### What to work on
(a) Can you condense the paragraph of the cioppino review that begins "Now, I'm sure a few of you" into one short sentence?
(b) Can you continue the cioppino review, picking up after its last sentence about Mario Batali?

### Document section
*-*-*

DINING: Cioppino at Cioppino’s sets gold standard for seafood stew

I love fisherman’s stews. When a restaurant’s offerings include an assortment of fish and shellfish in a broth, they’ve got me right there.

Vero Beach has several restaurants that do a good job with this kind of dish. But on a recent visit to San Francisco, I decided it was time to recalibrate my taste buds.

After all, how can you visit the City by the Bay and not try the quintessential San Francisco cioppino? And where better to savor a cioppino than at the restaurant of the same name?

Now, I’m sure a few of you are already dashing off an email telling me I missed out on some other San Francisco restaurant with a better or more authentic cioppino. Alas, I did not have a month to sample all the contenders.

Instead, I decided to take my cue on this from Mario Batali, who said he could eat Cioppino’s signature dish “every day.” How can you argue with Mario Batali?

*-*-*

### Supplied material
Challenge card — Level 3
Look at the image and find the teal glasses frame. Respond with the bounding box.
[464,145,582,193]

*-*-*

### Answers to the exercises
(a) Some readers may already be emailing about another San Francisco restaurant with a better or more authentic cioppino, but I didn't have a month to try them all.

(b)
So off we went to Cioppino’s, a slightly dowdy, family-owned restaurant. With red-checkered table cloths, it has more the ambiance of a classic Italian-American bistro than of a seafood restaurant, with a pretty standard Italian menu.

Within minutes of being seated, we were sipping wine as we dipped delicious San Francisco sourdough bread into a dish of olive oil. The crusty sourdough – baked a few blocks up the street at the Boudin Bakery – is the real deal!

For those not familiar with cioppino, this dish supposedly was invented by fishermen who would toss their leftover catch into a pot at the end of the day. Just about every cioppino starts with tomato sauce and shellfish, but the exact recipe varies considerably from place to place.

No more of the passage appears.